Exercise instructions: Count the lines in the listing below that contain the string "wooden", treating uppercase and lowercase as different, and reply with only that number.

===

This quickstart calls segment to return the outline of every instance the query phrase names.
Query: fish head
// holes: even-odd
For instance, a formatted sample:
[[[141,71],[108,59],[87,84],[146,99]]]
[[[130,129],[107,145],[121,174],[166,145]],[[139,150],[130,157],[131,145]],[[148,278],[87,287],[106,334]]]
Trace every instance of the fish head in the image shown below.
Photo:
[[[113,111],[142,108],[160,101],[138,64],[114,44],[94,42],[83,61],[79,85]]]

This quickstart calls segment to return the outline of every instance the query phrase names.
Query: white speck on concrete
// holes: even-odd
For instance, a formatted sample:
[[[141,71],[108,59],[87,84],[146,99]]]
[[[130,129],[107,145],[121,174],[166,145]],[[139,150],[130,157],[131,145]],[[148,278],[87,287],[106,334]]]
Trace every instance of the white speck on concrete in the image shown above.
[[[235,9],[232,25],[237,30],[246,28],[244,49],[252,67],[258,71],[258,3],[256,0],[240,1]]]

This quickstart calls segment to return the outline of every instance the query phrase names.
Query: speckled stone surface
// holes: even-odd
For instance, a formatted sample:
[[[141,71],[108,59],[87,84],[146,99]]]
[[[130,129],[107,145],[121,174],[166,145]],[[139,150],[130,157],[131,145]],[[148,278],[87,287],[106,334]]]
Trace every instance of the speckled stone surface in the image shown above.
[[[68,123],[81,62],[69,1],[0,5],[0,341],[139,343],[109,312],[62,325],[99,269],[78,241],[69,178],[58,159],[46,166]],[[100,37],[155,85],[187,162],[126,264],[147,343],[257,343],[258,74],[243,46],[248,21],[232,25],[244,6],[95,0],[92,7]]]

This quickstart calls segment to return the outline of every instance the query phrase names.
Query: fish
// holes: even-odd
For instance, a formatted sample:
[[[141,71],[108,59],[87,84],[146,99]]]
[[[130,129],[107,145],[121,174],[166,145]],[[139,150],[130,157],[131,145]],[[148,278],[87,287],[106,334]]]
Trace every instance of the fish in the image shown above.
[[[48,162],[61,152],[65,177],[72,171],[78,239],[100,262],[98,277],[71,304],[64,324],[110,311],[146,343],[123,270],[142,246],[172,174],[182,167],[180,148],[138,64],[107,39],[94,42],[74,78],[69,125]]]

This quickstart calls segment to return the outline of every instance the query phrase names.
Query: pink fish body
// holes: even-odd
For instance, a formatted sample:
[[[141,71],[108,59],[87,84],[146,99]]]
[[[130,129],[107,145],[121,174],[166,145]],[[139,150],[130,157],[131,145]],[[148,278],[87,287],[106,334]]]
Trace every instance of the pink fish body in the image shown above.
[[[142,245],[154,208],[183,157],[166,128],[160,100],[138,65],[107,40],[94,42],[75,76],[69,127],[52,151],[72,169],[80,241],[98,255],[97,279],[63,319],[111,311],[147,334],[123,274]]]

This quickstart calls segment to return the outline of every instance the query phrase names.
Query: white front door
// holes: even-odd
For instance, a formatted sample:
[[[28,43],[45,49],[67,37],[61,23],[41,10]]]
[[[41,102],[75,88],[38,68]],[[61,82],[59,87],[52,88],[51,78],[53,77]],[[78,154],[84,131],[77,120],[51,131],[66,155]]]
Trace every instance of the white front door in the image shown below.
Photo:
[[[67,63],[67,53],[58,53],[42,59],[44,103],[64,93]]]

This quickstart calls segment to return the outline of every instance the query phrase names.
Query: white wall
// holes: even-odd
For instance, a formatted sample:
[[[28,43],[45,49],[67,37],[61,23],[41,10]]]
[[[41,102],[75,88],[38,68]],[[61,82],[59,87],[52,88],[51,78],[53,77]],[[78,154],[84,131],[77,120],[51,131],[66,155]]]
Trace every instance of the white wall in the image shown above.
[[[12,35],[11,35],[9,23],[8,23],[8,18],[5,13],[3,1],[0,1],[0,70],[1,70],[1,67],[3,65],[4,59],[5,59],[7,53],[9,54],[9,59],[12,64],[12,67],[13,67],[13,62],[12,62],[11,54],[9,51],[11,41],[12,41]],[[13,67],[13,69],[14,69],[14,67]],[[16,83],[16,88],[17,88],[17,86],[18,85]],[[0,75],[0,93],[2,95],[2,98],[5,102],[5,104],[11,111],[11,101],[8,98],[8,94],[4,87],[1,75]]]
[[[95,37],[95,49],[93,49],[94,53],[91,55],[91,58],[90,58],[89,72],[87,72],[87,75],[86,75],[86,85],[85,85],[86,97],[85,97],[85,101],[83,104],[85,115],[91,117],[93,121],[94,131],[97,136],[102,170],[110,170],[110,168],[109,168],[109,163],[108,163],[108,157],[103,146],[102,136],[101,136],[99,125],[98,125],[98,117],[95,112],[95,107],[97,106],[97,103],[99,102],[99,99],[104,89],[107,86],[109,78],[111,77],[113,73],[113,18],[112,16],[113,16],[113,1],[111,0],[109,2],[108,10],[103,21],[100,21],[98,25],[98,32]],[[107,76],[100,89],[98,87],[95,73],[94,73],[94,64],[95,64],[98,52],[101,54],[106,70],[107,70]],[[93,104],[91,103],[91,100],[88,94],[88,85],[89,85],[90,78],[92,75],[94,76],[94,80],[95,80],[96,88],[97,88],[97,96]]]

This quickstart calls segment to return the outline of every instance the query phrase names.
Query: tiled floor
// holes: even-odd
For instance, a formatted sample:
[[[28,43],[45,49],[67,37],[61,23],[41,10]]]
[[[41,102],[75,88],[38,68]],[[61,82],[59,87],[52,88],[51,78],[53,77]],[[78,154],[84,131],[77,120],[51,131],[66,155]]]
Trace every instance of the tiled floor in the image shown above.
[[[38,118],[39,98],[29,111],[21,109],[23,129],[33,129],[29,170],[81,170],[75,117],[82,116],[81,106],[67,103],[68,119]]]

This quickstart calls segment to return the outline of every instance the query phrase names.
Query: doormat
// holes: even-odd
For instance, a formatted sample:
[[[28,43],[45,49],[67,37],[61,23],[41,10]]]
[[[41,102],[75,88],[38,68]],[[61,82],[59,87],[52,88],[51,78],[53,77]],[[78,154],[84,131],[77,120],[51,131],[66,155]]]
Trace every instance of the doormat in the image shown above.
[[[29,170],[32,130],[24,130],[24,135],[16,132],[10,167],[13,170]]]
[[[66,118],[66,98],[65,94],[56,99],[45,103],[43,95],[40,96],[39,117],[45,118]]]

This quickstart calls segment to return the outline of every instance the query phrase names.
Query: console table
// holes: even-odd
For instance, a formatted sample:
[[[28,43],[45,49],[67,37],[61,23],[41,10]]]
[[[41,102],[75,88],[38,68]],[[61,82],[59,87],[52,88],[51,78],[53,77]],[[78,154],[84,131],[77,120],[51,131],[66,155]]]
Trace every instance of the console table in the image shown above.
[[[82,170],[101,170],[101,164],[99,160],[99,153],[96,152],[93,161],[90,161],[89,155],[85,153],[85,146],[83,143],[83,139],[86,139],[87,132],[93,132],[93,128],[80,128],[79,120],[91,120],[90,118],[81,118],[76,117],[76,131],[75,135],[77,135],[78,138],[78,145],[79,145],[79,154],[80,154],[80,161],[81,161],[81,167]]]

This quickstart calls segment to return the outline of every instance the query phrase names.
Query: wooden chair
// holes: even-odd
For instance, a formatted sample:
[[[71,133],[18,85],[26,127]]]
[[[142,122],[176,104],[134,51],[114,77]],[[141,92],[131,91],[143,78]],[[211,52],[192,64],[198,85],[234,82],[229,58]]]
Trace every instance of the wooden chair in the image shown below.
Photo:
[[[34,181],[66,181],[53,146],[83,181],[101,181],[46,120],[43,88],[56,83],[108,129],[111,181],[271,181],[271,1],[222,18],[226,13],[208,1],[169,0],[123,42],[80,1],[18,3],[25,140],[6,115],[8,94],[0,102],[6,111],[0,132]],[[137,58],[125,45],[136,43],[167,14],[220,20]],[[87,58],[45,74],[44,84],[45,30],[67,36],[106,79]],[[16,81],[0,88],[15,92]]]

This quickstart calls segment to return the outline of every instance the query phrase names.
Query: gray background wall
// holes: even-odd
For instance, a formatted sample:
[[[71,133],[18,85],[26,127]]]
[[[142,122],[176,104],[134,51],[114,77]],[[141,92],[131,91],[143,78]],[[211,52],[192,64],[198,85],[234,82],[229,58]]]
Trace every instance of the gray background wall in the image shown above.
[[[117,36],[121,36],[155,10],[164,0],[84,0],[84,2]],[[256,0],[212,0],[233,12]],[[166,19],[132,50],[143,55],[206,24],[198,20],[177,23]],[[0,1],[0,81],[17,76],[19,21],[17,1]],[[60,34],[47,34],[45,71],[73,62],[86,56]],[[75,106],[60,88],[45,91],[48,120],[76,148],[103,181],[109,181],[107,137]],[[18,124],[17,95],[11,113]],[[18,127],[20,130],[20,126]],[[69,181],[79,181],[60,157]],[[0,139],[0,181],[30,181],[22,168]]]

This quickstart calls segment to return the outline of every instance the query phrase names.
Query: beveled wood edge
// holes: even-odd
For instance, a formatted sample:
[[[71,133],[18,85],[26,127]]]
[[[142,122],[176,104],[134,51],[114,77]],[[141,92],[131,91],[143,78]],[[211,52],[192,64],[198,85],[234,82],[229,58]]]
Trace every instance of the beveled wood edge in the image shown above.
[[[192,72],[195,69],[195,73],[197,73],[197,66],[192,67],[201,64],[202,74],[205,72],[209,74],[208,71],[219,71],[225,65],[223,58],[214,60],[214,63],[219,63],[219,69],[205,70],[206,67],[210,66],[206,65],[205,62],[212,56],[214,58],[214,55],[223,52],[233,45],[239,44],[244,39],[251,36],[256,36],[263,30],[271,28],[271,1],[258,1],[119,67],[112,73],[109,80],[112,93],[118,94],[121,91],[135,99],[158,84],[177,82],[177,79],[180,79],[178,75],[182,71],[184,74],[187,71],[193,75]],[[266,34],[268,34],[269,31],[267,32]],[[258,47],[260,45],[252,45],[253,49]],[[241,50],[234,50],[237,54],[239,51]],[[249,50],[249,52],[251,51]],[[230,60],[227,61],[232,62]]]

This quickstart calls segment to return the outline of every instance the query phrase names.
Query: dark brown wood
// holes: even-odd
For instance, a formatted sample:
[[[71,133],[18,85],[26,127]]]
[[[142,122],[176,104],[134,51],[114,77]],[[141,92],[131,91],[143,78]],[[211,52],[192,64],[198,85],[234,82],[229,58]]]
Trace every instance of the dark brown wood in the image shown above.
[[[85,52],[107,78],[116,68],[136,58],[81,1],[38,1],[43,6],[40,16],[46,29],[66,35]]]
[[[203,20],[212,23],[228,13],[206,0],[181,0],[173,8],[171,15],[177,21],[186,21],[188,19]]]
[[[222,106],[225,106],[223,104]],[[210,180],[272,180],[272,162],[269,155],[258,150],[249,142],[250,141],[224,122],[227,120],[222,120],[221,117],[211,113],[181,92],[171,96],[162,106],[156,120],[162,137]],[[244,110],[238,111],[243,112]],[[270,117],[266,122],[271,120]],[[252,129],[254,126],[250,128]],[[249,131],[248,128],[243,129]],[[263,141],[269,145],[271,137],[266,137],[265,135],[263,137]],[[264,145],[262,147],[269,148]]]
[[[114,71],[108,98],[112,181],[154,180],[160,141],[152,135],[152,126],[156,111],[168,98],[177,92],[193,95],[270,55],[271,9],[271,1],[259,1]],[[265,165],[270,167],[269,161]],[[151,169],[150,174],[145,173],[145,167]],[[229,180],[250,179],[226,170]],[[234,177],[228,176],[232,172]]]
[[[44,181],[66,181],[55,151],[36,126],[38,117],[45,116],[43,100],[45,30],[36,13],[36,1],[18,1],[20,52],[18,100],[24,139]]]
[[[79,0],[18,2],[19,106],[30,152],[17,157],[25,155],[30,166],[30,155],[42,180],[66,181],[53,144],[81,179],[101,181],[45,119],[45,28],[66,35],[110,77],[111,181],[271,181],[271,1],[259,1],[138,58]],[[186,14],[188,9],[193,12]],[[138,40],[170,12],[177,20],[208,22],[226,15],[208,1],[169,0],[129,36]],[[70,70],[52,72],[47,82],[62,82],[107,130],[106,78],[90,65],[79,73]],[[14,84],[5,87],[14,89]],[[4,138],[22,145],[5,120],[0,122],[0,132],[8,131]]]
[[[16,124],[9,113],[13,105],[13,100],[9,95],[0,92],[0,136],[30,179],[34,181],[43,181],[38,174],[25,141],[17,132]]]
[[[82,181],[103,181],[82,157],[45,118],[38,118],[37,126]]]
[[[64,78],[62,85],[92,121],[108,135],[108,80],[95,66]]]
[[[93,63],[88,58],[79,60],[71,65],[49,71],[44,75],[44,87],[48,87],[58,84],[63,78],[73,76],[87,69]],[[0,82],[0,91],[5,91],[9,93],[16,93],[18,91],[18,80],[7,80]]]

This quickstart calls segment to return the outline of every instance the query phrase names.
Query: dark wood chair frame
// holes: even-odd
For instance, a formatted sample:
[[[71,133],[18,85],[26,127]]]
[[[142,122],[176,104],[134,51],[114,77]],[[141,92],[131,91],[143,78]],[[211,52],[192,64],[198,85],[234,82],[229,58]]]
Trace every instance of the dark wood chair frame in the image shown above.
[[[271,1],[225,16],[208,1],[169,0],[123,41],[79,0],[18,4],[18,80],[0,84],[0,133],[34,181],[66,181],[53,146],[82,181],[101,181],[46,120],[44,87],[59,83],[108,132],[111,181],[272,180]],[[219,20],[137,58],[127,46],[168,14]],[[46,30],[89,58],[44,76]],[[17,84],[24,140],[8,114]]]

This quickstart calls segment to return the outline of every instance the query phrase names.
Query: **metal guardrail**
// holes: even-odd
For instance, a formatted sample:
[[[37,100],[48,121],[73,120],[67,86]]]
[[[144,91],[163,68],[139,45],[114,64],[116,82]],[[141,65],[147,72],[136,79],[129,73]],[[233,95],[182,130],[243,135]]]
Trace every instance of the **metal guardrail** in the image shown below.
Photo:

===

Task answer: 2